_Aim of the task_: Transcribe the lines below verbatim, starting at the line containing "Target: animal harness strap" and ending at the line containing "(1005, 388)", with both of those lines included.

Start of Supplied data

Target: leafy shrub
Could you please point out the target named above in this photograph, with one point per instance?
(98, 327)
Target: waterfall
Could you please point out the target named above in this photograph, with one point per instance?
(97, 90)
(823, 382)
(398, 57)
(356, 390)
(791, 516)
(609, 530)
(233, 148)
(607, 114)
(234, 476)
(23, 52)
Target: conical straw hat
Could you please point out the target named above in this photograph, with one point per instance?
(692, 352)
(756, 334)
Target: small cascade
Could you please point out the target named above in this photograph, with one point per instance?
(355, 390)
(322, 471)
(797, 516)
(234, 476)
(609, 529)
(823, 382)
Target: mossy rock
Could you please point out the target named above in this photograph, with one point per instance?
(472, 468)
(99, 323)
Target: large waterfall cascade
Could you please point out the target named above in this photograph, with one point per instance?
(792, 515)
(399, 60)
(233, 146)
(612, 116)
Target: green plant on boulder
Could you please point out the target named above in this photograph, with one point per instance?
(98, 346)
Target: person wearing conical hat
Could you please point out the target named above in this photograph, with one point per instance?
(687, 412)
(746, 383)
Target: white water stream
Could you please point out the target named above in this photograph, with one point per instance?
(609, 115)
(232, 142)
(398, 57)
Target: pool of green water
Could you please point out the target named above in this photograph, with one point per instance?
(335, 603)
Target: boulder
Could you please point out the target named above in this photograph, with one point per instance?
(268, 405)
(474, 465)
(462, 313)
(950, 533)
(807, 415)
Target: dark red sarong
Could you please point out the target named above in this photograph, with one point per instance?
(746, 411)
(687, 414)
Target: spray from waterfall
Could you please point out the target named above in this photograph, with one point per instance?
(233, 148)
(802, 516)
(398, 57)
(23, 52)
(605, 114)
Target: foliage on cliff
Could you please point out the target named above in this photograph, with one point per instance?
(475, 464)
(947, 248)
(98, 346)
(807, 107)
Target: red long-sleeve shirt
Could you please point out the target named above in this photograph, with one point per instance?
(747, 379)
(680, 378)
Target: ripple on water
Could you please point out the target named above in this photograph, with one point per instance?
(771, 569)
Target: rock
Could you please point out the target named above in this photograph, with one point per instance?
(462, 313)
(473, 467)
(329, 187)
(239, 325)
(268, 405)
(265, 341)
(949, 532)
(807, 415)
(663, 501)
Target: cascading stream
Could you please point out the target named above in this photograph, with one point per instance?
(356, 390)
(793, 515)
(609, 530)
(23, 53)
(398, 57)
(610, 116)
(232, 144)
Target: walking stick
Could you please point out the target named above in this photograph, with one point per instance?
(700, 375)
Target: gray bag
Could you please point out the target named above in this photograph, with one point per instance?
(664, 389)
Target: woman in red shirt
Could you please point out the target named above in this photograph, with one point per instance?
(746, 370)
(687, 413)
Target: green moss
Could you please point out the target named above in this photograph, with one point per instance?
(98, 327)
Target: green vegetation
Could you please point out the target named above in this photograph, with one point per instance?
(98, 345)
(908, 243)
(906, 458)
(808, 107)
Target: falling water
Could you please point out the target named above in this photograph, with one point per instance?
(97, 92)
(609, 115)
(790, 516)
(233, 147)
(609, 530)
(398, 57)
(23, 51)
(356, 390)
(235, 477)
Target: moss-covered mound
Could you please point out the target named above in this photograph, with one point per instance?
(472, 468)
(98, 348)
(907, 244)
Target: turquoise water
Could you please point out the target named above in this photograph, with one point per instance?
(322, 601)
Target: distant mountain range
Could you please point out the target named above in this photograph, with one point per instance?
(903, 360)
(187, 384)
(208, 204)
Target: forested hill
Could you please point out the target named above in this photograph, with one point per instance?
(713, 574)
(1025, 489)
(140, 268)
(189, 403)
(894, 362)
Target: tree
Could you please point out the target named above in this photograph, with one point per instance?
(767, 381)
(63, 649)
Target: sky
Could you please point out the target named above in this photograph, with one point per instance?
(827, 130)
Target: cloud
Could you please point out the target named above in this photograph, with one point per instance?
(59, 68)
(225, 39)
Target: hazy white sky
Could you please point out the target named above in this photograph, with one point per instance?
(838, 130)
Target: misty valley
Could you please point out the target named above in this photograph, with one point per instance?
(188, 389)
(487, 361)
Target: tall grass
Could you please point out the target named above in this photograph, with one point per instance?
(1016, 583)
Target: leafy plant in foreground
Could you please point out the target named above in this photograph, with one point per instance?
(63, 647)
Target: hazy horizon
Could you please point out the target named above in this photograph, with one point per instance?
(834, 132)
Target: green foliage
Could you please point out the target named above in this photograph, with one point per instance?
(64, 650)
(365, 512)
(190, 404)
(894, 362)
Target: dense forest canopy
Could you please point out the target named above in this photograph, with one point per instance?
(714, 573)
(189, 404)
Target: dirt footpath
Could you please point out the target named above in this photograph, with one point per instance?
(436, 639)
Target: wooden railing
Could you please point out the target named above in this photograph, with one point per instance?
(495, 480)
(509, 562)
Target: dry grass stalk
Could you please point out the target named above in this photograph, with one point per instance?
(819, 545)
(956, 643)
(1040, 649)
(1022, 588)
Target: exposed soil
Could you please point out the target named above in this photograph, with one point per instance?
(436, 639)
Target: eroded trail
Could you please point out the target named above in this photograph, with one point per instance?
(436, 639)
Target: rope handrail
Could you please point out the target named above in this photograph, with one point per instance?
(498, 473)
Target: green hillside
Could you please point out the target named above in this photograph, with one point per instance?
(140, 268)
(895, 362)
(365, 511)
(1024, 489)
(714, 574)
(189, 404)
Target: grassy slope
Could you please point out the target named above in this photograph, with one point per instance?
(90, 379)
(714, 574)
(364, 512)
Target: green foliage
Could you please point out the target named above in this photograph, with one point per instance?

End of Supplied data
Start of Supplied data

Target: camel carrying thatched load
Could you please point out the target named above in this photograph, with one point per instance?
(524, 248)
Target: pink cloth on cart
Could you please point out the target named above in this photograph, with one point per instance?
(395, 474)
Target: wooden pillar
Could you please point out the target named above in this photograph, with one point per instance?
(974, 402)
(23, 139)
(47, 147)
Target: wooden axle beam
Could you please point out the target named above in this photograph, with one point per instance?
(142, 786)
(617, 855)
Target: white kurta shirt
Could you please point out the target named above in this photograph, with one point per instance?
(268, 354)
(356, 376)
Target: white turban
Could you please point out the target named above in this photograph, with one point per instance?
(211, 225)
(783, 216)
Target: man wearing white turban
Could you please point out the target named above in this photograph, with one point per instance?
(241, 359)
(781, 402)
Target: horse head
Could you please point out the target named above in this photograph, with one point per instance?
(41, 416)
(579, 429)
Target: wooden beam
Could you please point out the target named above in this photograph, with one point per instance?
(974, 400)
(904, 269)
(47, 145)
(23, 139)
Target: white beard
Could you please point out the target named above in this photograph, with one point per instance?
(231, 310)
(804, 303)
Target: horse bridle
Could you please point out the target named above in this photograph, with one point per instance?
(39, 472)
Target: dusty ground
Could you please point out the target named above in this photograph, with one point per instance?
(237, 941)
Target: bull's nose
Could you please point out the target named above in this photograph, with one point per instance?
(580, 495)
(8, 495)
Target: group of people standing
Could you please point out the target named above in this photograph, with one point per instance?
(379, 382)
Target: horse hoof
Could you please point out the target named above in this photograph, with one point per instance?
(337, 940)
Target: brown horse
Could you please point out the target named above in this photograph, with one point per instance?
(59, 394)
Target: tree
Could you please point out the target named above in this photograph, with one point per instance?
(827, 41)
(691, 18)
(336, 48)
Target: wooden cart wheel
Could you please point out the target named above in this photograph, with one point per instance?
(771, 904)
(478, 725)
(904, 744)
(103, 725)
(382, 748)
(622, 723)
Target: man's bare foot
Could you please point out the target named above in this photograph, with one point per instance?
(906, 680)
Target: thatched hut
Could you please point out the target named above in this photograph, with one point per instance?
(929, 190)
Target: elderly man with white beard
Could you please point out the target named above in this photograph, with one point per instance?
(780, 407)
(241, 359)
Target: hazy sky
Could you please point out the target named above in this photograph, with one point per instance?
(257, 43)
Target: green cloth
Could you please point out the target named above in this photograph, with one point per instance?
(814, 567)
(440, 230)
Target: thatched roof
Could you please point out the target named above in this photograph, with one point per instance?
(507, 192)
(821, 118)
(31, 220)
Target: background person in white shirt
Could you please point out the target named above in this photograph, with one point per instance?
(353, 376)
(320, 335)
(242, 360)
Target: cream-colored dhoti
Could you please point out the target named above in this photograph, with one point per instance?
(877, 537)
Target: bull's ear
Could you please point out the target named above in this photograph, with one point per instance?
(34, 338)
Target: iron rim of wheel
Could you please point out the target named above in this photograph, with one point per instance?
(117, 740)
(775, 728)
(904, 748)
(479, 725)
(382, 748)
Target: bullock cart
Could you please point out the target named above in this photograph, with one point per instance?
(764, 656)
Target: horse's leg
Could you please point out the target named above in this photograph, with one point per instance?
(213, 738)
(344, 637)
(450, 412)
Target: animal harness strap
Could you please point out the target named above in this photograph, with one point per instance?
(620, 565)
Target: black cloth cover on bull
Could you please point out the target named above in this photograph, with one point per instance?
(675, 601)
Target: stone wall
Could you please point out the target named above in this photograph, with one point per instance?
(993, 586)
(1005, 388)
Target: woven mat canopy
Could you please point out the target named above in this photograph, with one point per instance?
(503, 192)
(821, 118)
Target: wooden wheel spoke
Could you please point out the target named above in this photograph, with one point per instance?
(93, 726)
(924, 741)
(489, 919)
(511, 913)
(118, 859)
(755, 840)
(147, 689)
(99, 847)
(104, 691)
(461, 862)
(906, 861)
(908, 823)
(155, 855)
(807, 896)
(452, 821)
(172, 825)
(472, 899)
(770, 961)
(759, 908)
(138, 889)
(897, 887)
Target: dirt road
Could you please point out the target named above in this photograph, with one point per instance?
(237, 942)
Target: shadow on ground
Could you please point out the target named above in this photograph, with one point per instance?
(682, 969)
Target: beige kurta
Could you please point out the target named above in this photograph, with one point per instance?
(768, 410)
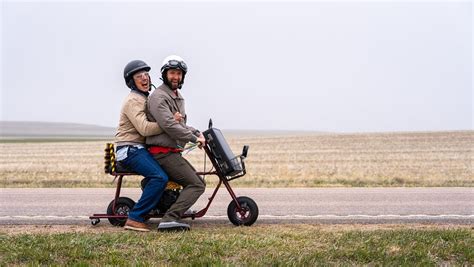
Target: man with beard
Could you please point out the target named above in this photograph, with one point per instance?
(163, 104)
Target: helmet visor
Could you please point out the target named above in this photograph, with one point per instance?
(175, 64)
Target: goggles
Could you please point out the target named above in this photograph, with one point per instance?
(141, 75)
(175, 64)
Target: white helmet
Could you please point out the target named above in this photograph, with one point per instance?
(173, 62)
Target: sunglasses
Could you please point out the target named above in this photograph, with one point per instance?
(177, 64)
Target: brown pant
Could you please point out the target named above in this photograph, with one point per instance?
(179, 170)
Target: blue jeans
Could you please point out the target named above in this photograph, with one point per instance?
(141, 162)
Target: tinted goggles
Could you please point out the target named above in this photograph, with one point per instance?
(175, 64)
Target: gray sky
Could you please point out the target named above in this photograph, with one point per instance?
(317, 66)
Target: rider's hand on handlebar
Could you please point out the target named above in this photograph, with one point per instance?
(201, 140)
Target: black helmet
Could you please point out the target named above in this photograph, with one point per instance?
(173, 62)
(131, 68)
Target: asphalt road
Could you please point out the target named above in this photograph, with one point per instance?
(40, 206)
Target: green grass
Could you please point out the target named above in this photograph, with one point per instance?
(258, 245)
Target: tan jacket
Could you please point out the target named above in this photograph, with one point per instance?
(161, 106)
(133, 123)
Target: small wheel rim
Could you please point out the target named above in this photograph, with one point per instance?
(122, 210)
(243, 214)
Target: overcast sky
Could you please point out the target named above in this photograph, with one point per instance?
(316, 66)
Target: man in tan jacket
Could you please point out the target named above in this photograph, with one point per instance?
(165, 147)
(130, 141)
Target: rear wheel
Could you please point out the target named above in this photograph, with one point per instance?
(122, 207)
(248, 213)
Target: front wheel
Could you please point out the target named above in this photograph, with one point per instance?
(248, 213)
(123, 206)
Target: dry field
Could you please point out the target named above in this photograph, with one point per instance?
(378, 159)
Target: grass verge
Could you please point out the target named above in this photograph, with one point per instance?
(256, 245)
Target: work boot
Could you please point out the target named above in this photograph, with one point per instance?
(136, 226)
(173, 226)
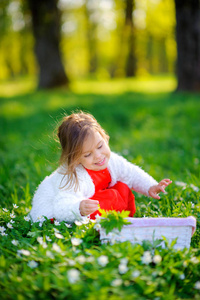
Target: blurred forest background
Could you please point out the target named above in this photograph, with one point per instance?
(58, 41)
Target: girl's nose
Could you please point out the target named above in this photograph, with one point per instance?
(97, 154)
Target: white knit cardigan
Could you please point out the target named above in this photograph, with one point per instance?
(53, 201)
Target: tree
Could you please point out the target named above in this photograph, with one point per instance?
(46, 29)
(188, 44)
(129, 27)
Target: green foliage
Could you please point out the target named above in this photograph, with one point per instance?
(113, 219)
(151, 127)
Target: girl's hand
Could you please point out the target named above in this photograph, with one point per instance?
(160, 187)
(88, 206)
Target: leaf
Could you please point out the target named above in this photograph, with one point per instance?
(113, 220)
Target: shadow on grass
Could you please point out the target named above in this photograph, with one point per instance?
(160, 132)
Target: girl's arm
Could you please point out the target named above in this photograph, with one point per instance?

End of Supplied data

_Worked solution_:
Target: animal harness strap
Could you please point out the target named above in this photograph, with one point per instance?
(620, 565)
Target: black cloth cover on bull
Could you please point out the target named above in this photograph, with one point per instance?
(675, 601)
Target: stone wall
Could you please point out the target named above in this photograph, with one point per instance?
(993, 586)
(1005, 388)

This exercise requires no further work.